= Given task =
Write out again every line from the one holding "nose above? Mark it with a dot." through the end of the items, inclusive, with the requests included. Offset each coordinate in the answers by -63.

-------- Dataset records --------

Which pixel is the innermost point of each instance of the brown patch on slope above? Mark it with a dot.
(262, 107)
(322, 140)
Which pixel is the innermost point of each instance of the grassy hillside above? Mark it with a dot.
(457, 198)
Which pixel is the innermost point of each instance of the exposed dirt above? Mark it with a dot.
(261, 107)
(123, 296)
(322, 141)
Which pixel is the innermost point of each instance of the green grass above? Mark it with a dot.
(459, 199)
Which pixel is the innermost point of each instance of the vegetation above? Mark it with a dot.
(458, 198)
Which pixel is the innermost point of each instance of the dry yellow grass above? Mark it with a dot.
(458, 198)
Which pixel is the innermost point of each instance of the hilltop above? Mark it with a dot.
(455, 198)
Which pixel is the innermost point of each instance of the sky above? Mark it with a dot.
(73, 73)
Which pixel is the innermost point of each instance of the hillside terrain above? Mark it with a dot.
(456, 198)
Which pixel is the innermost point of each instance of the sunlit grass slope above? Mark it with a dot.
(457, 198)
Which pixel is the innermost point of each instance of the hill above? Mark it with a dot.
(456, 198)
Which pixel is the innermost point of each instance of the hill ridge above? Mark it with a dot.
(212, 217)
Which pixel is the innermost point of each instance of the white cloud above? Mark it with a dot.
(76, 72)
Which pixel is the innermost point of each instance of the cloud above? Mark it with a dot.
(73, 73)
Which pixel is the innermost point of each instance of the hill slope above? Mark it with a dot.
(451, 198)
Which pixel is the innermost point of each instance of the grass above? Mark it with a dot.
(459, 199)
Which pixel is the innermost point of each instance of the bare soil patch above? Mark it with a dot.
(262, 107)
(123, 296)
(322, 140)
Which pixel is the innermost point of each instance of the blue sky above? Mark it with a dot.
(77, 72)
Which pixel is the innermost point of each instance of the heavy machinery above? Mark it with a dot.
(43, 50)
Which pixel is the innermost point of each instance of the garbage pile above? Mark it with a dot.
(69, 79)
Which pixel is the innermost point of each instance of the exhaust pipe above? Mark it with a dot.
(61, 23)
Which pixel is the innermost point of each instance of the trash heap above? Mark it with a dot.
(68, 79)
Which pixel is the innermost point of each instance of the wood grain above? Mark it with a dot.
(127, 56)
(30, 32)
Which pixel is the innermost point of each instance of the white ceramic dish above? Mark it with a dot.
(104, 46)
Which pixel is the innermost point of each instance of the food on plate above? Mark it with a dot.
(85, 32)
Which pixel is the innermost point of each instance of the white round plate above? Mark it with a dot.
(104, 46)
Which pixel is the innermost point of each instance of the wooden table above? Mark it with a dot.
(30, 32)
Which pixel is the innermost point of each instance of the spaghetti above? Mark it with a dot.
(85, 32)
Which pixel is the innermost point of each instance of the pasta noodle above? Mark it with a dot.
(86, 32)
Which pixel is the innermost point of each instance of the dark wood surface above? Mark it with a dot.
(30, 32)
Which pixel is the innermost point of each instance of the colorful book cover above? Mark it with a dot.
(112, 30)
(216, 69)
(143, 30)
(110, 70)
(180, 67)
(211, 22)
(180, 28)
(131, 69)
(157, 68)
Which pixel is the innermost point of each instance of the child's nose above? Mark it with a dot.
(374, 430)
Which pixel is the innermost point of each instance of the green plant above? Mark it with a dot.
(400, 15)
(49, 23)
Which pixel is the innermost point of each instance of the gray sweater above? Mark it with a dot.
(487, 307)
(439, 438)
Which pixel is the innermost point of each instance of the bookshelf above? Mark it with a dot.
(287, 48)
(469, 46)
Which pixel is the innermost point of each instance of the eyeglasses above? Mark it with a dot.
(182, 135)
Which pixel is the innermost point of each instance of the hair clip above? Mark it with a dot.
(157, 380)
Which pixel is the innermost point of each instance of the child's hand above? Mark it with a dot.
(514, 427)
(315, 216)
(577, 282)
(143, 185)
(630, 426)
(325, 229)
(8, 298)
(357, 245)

--------

= Finished task =
Which pixel is the innermost point of each instance of the child's nose above? Mark it with a dot.
(311, 367)
Which pixel is the innermost point of each instance of the green plant above? Mark it with a dot.
(337, -48)
(-14, -40)
Which pixel is the innermost point of each instance of the gray sweater above? Mark it with a dot.
(424, 244)
(376, 375)
Which pixel is the innermost point of each instance of the bookshelf above? Mark it with a dot.
(224, -15)
(406, -17)
Which pixel is the innermost point of each instance of the eyeglasses above? Mark it with a dot.
(119, 72)
Which pixel is the innermost point of each instance of the hair clip above? Mark it with a dot.
(94, 317)
Which pixel is the innermost point of each instance of the child's hand above? Mark it with a dot.
(451, 364)
(252, 153)
(514, 219)
(80, 122)
(567, 363)
(262, 166)
(-55, 235)
(294, 182)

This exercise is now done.